AIM OF THE EXERCISE: Continue the reviewer-and-author exchange about the AP and CS transcriptomic datasets, starting right after the last line of R code shown.

GIVEN PASSAGE:
My main concern is related to the control populations. Looking at Figure 4A, we see that the AP with CS and AP without CS have fairly comparable hub gene expression, however, the controls in each dataset are completely flipped and so any Fold change will look to be in the opposite direction when comparing the DEGs between study sets. If you can address this discrepancy, then I think your manuscript can be re-evaluated. Since your results and interpretations will completely change with this reanalysis, I will stop my review at this time.
Abstract:
“Currently, no study has explored the biological differences between non-CS-associated AP and CS-associated AP.” – this gives the impression you will be doing this with your transcriptomic profiles
-you do not list the third GEO dataset you used.
Introduction:
-you do not provide evidence for why it is important to distinguish between CS and non-CS associated AP – why is it important to ID the genomic biomarkers?
-What about a review of literature related to blood-based genomic biomarkers of AP or CS?
-suggest you use transcriptomic profiles in last sentence instead of genomic profiles
Materials and methods:
-please provide citations for all the methods you outline using
-what precedence to you have to combined the different datasets the way you did? – are there studies you can cite? I am concerned about the different patient population characteristics and how that may affect your analysis. Where are each of the samples collected from and how might those differences in location affect your results? What about the case-control imbalance in some of the studies?
-Please either include your testing metrics and associated p-value cut offs in the individual sections or in section 2.11
Results:
3.1 – show the same analysis and figure (as supplement) for the with CS DEG analysis.
3.2 – “Next, DEGs from both datasets were inputted into Metascape for ORA.” – is this the overlapping set (1850) or the 2 combined DEG sets (3510+6513)?
Author Response
Response to Reviewer 1 Comments
1. My main concern is related to the control populations. Looking at Figure 4A, we see that the AP with CS and AP without CS have fairly comparable hub gene expression, however, the controls in each dataset are completely flipped and so any Fold change will look to be in the opposite direction when comparing the DEGs between study sets. If you can address this discrepancy, then I think your manuscript can be re-evaluated. Since your results and interpretations will completely change with this reanalysis, I will stop my review at this time.
Response: We appreciate the valuable comment from the reviewer.
- Since these two datasets are derived from different platforms, the generated ssGSEA values were “calculated” and “normalized” separately. Therefore, even though the ssGSEA values in AP seem comparable by looking at Figure 4A, “we can not compare them directly”. This discrepancy is a mere reflection of how distributions of control population differ from that for AP samples in both datasets.
- Based on our coding for calculating ssGSEA in R:
library(GSVA)
normalization<-function(x){
return((x-min(x))/(max(x)-min(x)))}
dat <- read.csv('/Users/arthurdai/Desktop/Gary/Datasets/GSE194331_gene_ph.csv',row.names = 1)
dat <- dat[,1:39769]
dat <- as.data.frame(t(dat))
geneLength = rowMeans(dat)
dat.conv <- convertCounts(as.matrix(dat), unit = 'tpm', geneLength = geneLength, log = FALSE, normalize = 'none')
gset_hub =c(hub_down, hub_up)
gsva_matrix0<- gsva(dat.conv, list(gset_hub), method='ssgsea',kcdf='Gaussian',abs.ranking=TRUE)
gsva_matrix0<- t(scale(t(gsva_matrix0)))
nor_gsva_matrix0 <- normalization(gsva_matrix0)

DATA SUPPLIED:
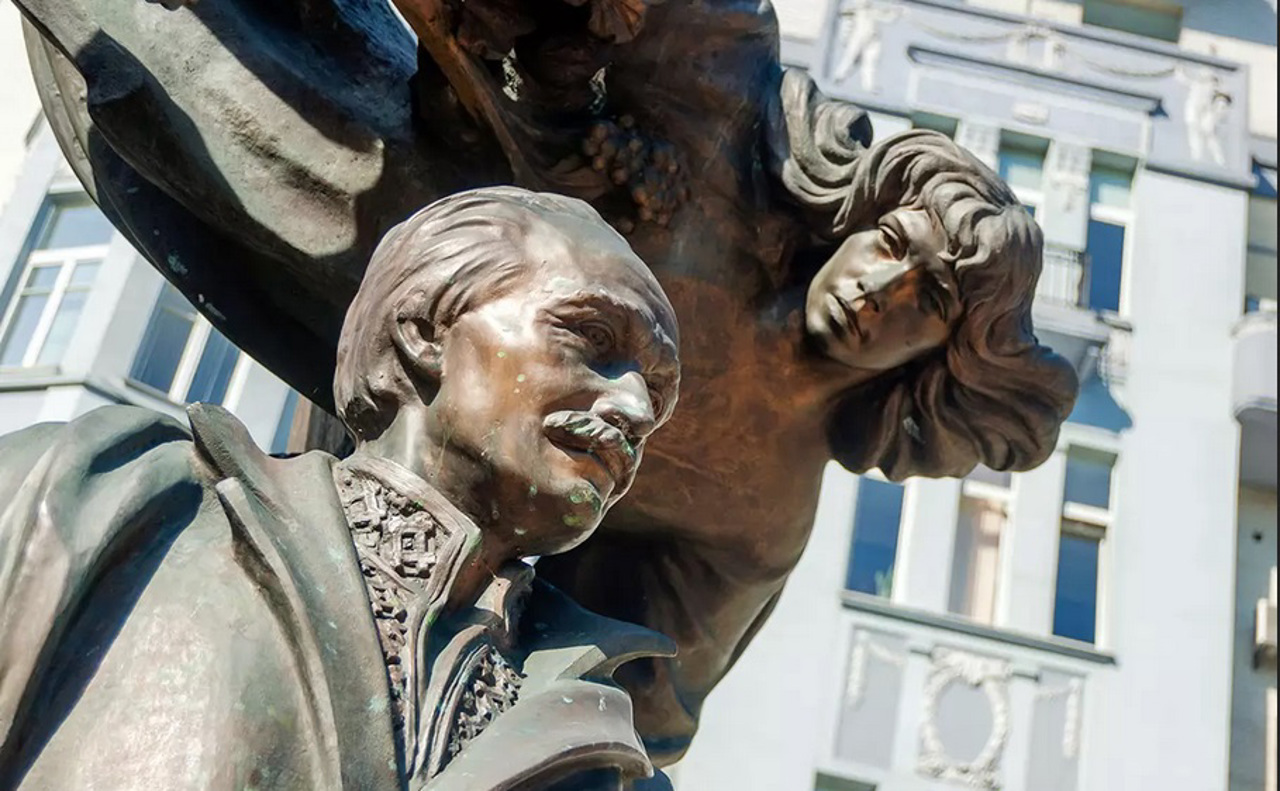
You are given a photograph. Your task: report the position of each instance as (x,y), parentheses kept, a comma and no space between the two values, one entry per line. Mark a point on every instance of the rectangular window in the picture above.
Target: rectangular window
(183,356)
(938,123)
(68,245)
(1106,243)
(830,782)
(1084,527)
(1148,18)
(280,442)
(1022,165)
(984,502)
(1260,273)
(877,519)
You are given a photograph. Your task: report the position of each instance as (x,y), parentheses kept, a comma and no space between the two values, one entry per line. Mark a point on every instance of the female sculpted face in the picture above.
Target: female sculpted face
(885,297)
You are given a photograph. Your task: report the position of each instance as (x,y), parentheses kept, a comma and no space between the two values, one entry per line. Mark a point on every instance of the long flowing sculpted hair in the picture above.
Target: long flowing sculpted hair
(993,394)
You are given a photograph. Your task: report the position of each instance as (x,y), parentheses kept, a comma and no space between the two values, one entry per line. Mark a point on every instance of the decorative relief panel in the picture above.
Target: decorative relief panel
(1056,730)
(1110,91)
(859,41)
(990,676)
(873,691)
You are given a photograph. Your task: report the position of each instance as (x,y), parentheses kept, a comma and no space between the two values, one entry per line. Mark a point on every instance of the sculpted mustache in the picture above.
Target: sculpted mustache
(586,431)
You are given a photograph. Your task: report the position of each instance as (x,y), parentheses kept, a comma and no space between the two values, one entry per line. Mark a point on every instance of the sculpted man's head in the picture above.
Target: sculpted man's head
(511,350)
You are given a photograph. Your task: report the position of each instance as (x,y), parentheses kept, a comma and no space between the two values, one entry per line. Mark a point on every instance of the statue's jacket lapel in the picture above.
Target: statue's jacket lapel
(255,579)
(287,517)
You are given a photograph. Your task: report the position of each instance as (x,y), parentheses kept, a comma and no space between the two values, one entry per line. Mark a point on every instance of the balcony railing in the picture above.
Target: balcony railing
(1063,277)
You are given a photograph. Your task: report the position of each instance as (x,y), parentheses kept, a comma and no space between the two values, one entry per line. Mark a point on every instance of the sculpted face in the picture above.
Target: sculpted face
(885,297)
(547,394)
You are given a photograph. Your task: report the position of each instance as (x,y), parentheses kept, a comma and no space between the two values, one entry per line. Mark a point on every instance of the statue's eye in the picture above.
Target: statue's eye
(598,335)
(894,241)
(657,399)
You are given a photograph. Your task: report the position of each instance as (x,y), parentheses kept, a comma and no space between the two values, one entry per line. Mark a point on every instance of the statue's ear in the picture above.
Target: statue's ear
(416,341)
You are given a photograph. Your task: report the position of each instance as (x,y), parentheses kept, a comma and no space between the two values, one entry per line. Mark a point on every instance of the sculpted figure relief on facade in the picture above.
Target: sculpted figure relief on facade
(840,297)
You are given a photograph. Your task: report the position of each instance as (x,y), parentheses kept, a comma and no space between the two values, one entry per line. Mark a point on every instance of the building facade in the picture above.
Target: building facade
(86,321)
(1105,622)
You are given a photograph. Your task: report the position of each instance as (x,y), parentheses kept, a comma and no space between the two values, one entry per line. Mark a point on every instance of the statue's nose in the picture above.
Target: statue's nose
(626,406)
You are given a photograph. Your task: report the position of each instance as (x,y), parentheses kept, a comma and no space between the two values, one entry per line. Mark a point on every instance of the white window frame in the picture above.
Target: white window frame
(1028,196)
(1006,497)
(190,361)
(1095,524)
(1116,215)
(67,259)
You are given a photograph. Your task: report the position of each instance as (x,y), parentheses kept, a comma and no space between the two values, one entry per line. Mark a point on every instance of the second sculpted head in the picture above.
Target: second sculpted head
(511,350)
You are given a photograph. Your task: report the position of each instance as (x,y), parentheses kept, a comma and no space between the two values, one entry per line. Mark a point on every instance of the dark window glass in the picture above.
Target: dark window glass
(165,341)
(1075,603)
(1151,18)
(1106,257)
(214,371)
(876,525)
(1088,478)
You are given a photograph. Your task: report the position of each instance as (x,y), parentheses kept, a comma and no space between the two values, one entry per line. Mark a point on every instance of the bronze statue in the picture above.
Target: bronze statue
(839,298)
(181,611)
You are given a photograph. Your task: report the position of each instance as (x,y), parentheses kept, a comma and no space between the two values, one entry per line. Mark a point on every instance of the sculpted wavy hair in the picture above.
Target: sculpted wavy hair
(435,265)
(993,394)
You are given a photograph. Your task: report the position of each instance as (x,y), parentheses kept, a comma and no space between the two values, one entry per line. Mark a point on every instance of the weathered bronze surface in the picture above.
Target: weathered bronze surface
(181,611)
(839,298)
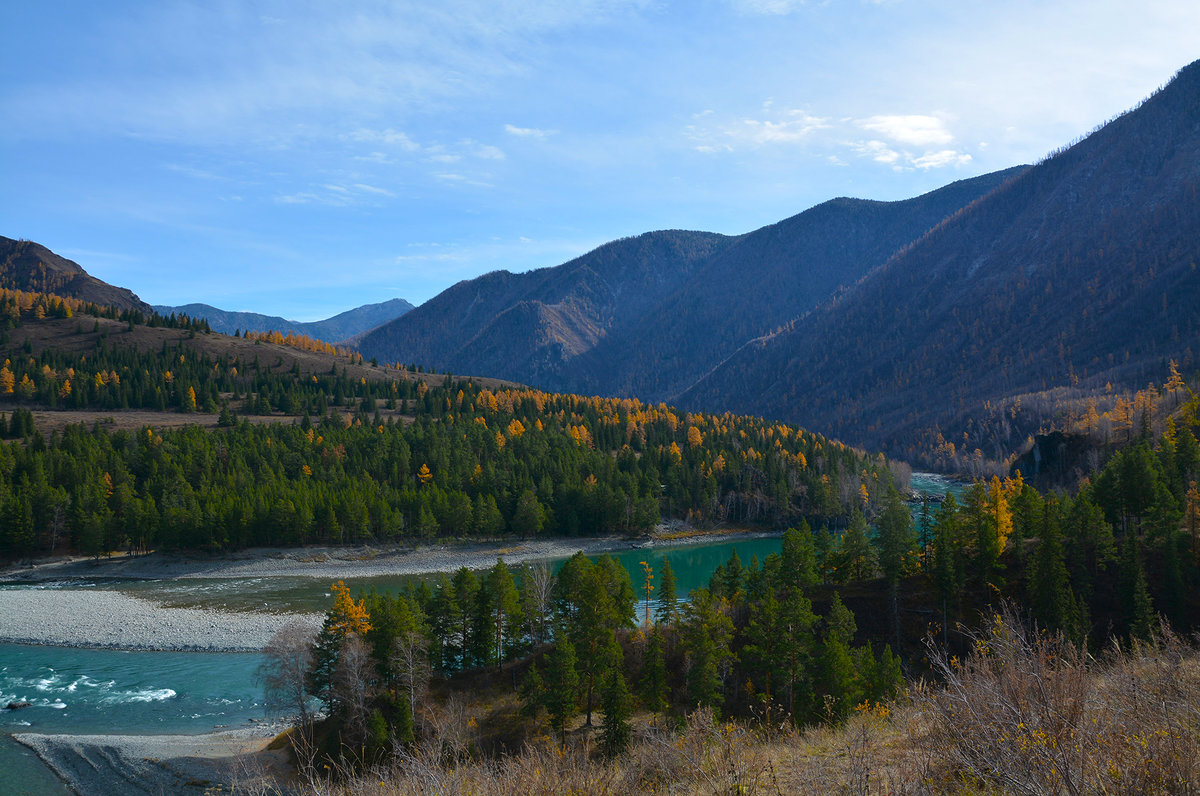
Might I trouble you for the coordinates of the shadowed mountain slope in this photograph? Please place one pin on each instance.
(335, 329)
(529, 327)
(648, 316)
(1080, 271)
(25, 265)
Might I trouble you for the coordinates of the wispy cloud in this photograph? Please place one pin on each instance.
(772, 127)
(390, 137)
(528, 132)
(910, 142)
(915, 130)
(335, 195)
(774, 7)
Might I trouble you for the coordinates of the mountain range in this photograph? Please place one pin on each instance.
(25, 265)
(889, 324)
(340, 328)
(648, 316)
(1078, 273)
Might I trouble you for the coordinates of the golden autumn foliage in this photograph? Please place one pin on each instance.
(348, 615)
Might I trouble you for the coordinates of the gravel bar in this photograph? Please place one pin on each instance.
(114, 621)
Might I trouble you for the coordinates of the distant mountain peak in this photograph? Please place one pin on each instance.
(27, 265)
(340, 328)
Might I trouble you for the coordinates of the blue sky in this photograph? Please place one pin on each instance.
(300, 157)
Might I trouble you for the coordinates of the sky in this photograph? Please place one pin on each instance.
(301, 157)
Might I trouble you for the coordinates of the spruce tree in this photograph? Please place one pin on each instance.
(616, 704)
(562, 684)
(667, 598)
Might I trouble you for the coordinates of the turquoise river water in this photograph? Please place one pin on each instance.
(159, 693)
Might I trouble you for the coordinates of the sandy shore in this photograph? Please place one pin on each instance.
(162, 764)
(329, 563)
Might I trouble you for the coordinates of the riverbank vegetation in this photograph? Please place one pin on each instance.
(393, 456)
(861, 659)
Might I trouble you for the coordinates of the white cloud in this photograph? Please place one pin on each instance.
(941, 159)
(372, 189)
(528, 132)
(390, 137)
(486, 151)
(913, 130)
(791, 126)
(879, 151)
(910, 142)
(773, 7)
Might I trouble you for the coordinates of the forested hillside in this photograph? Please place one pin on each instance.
(529, 327)
(648, 316)
(821, 632)
(363, 452)
(1079, 273)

ANSWER FOR THE TASK:
nor_gsva_matrix0 = as.data.frame(t(nor_gsva_matrix0))
colnames(nor_gsva_matrix0) = 'Hub'
We essentially scaled and normalized the dataset for visualization. Therefore the raw computed ssGSEA values were different between GSE194331 and GSE149607.
- Furthermore, as shown in Figure 3, the expression pattern of hub genes between AP with CS and AP without CS is basically “opposite”. The title in each of the heatmap indicates that the hub genes are up-regulated in one dataset, but down-regulated in another (Figure 3A-B). For example, the expression of IL1R1 is higher in AP for GSE194331 but lower in AP for GSE149607 (Figure shown below). This difference in expression pattern was then transformed into the ssGSEA values where the values are significantly higher in AP for GSE194331 but lower for GSE194331, with both conditions compared to their control groups (Figure 4A).
2. Abstract:
2.1: “Currently, no study has explored the biological differences between non-CS-associated AP and CS-associated AP.” – this gives the impression you will be doing this with your transcriptomic profiles
Response: We appreciate the valuable comment from the reviewer.
We have modified this sentence and clarified what we aimed to do for this study:
Currently, no study has explored the differences between non-CS-associated AP and CS-associated AP in terms of gene expression.
2.2: -you do not list the third GEO dataset you used.
Response: We appreciate the valuable comment from the reviewer.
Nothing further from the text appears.